Work required:
Take the line with "Could you point to the curved path" as the first line and the last line of the data as the final one. Write out those lines exactly, and no others.

Data supplied:
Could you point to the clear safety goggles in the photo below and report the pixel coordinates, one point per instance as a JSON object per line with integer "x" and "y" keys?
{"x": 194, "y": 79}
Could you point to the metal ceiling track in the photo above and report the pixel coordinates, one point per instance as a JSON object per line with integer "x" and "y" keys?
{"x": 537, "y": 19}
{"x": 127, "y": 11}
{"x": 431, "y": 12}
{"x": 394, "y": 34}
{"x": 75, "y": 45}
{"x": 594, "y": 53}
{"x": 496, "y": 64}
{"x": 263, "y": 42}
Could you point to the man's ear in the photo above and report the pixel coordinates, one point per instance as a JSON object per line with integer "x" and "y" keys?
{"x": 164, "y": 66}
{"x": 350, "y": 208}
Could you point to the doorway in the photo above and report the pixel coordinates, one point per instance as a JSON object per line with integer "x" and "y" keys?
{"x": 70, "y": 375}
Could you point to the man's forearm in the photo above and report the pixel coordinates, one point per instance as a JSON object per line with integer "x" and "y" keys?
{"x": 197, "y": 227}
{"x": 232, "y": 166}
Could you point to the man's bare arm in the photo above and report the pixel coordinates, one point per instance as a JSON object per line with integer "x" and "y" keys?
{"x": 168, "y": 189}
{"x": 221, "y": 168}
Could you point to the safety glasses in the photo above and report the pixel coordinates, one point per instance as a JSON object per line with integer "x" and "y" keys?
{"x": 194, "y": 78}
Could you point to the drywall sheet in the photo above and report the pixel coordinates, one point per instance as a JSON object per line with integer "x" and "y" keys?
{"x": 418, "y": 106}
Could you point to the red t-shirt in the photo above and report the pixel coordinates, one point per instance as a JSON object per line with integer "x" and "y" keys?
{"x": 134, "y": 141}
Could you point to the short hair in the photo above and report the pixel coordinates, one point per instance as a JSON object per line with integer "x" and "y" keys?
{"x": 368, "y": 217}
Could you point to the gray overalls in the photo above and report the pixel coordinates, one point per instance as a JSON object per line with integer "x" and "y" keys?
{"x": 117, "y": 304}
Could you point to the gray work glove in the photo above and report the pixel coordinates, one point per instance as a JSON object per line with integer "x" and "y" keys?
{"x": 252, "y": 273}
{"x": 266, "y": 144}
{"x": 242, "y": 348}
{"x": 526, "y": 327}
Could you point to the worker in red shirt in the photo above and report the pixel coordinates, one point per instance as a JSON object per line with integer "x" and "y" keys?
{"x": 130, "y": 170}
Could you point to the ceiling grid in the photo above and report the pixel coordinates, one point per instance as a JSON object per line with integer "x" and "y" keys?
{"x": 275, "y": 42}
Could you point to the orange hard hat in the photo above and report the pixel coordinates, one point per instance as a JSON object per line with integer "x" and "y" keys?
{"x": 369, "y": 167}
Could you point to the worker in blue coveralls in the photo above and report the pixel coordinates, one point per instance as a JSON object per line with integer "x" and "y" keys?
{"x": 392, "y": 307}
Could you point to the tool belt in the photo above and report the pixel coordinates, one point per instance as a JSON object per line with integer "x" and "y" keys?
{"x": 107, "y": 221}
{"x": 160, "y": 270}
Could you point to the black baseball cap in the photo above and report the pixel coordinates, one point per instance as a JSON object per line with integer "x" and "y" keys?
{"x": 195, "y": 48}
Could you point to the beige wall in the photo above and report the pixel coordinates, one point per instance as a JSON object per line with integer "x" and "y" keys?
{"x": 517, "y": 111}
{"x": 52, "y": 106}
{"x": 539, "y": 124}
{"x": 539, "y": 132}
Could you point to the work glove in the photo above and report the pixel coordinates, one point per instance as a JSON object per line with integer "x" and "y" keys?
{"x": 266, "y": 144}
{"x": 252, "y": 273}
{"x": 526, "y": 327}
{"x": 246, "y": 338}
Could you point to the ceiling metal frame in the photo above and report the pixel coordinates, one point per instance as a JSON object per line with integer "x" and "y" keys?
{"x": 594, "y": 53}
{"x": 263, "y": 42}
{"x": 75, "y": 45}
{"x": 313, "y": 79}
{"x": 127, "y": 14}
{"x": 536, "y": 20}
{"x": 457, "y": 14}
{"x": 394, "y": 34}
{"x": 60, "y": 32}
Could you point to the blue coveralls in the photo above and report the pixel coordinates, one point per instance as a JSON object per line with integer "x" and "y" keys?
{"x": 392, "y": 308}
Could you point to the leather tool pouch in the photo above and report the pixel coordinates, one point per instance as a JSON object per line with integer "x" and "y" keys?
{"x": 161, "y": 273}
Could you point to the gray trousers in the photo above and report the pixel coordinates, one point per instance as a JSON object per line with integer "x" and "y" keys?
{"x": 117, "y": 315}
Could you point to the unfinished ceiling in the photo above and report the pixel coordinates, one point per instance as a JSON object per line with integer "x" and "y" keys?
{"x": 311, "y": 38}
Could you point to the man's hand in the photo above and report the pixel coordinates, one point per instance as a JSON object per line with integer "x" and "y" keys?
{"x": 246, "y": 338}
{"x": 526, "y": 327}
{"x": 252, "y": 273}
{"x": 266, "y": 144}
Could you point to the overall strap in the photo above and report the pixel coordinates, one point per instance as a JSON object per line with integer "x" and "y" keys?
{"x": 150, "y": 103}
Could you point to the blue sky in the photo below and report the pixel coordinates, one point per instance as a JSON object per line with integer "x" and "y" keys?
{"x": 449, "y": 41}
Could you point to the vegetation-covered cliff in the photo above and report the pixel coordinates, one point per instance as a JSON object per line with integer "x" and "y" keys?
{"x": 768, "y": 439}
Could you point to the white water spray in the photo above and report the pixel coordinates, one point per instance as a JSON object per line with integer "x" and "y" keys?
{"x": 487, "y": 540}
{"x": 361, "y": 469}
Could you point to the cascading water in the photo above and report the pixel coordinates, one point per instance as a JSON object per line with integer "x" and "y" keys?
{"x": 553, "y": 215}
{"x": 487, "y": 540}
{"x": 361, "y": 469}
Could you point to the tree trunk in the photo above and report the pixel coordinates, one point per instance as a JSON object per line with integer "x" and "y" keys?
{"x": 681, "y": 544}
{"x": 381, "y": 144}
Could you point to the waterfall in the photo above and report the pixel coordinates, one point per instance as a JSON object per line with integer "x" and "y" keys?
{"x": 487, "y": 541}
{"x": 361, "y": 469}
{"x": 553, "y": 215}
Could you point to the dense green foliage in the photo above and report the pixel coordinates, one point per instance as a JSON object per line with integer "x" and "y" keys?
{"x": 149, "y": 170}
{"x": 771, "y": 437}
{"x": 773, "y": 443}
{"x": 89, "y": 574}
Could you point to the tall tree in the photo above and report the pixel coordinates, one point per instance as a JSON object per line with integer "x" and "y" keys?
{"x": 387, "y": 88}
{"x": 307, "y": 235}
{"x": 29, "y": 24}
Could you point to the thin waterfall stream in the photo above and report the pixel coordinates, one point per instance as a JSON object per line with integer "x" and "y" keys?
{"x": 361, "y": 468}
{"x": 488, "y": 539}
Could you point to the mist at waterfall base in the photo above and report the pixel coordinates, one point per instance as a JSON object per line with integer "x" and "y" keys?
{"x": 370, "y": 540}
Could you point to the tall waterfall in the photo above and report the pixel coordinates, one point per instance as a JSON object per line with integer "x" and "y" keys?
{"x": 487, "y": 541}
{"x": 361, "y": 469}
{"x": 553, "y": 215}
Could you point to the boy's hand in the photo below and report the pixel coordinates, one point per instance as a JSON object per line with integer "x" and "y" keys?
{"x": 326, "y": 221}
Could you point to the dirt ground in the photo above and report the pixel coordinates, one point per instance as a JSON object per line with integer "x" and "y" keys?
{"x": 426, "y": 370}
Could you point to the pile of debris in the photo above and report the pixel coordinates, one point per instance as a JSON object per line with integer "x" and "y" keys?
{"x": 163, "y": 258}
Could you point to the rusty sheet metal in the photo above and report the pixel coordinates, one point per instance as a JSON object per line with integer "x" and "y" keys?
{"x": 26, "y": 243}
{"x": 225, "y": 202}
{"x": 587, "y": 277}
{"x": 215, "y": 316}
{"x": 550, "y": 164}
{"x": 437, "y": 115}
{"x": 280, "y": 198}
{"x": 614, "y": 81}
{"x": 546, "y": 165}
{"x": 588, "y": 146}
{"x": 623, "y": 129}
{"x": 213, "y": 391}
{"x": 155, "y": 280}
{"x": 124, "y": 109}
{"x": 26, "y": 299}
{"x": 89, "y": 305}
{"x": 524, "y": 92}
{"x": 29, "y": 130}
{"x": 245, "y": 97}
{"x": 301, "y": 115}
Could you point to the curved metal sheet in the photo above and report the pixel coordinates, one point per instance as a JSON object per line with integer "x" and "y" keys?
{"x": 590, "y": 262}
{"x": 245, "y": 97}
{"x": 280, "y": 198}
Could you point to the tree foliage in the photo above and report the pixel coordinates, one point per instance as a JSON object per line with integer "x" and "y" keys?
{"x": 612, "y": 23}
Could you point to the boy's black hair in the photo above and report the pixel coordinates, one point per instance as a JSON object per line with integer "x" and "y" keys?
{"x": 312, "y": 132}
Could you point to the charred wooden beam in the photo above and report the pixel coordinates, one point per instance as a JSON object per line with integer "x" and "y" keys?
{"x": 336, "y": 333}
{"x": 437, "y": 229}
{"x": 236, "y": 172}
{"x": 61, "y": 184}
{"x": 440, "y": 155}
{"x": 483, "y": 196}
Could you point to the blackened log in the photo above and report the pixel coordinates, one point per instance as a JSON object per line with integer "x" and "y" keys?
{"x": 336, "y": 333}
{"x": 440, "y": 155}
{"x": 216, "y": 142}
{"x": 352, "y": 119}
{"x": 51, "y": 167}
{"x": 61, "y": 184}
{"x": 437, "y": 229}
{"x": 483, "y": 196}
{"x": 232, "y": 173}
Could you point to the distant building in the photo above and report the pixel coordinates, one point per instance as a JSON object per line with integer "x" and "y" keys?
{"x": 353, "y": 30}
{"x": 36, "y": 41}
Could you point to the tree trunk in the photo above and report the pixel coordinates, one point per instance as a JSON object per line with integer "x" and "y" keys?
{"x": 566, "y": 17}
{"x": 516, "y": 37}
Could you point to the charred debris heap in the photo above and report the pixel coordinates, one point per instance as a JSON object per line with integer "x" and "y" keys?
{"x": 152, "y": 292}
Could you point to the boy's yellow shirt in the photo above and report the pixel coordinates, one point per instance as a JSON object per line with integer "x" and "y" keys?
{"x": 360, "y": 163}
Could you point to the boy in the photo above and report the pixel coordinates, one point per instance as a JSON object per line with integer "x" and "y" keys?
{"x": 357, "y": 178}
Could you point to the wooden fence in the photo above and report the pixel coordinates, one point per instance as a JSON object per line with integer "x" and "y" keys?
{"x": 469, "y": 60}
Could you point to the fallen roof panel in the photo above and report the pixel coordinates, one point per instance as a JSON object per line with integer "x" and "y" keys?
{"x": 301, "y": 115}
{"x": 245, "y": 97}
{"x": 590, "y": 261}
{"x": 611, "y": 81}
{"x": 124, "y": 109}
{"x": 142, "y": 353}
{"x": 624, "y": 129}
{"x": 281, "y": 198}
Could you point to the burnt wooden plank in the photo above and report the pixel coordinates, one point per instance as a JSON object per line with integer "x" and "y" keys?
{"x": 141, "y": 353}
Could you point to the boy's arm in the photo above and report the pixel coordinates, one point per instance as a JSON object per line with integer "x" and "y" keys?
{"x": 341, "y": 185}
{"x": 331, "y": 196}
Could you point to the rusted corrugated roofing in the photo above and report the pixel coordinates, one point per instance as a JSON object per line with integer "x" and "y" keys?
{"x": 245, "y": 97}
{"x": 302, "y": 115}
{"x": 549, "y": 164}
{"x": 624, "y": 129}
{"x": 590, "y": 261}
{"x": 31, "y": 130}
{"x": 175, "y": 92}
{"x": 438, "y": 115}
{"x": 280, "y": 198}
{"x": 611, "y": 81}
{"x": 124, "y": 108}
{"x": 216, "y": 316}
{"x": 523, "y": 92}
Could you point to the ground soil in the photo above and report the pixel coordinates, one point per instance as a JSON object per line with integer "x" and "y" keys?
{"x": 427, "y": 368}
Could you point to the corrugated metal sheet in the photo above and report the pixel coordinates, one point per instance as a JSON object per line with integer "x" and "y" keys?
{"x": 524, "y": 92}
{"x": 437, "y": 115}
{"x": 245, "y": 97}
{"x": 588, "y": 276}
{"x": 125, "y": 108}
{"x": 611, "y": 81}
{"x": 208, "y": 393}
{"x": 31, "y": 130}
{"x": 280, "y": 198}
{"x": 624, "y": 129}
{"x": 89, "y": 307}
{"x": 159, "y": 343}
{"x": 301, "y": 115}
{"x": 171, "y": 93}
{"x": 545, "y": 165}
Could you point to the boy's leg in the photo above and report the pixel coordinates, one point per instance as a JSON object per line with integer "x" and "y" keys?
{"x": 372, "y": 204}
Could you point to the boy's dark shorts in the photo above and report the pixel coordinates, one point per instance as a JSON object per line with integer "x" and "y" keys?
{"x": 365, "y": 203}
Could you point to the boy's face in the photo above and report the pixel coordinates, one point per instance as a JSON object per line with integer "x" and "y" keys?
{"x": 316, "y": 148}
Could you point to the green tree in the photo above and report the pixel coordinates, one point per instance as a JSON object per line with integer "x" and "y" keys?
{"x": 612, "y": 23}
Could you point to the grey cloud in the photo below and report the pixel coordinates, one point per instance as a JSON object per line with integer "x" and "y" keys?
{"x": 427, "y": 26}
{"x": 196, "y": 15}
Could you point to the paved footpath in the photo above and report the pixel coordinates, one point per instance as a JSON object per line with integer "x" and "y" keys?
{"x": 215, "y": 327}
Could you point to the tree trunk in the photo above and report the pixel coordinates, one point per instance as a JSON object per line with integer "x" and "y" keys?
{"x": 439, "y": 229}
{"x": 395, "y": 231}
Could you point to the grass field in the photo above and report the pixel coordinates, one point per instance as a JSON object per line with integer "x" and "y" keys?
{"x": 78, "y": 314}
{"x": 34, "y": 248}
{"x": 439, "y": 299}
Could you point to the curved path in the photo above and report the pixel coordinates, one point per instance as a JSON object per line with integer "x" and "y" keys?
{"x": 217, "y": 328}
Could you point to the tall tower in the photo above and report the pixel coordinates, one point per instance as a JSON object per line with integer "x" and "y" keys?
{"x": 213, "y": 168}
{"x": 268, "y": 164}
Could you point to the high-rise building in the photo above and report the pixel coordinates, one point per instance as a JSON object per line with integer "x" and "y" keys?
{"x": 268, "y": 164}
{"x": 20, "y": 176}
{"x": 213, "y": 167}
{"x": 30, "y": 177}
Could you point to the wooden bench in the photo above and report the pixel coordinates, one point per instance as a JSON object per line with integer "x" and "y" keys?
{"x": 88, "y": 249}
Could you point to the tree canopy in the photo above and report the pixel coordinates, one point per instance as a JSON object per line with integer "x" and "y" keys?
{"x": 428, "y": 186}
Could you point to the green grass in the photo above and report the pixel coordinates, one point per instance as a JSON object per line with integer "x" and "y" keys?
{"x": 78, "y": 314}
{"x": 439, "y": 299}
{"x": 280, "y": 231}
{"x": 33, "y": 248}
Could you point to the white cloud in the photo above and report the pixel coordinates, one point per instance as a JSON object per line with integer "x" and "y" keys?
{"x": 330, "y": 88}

Reply to the task:
Could you point to the curved path in the photo above and report the pixel coordinates, one point per instance as a JSON object per line with integer "x" and "y" keys?
{"x": 217, "y": 328}
Could you point to the tall tower in the photo above and report the pixel coordinates, one point per instance as a JSON object per line with integer "x" and "y" keys?
{"x": 213, "y": 168}
{"x": 268, "y": 164}
Could you point to the high-rise building in the photo above and report the pixel coordinates, one point per instance as a JSON object per line with integer "x" and "y" keys?
{"x": 268, "y": 164}
{"x": 20, "y": 176}
{"x": 213, "y": 167}
{"x": 30, "y": 177}
Could you point to the wooden bench in the photo above and report the pixel coordinates, one point per instance as a JSON object per line with integer "x" and "y" keys?
{"x": 88, "y": 249}
Could you point to the tree canopy in the photo above and report the pixel coordinates, one point per instance as a JSON object per line with integer "x" and "y" keys?
{"x": 428, "y": 186}
Could you point to the green grass in the photo above and report the pixel coordinates, one point per instance as a JSON object per line with integer "x" and "y" keys?
{"x": 78, "y": 314}
{"x": 439, "y": 299}
{"x": 280, "y": 231}
{"x": 33, "y": 248}
Could you point to the white cloud in the photo above and report the pixel coordinates, one point per instance as a JSON object per line with integer "x" and "y" keys?
{"x": 330, "y": 88}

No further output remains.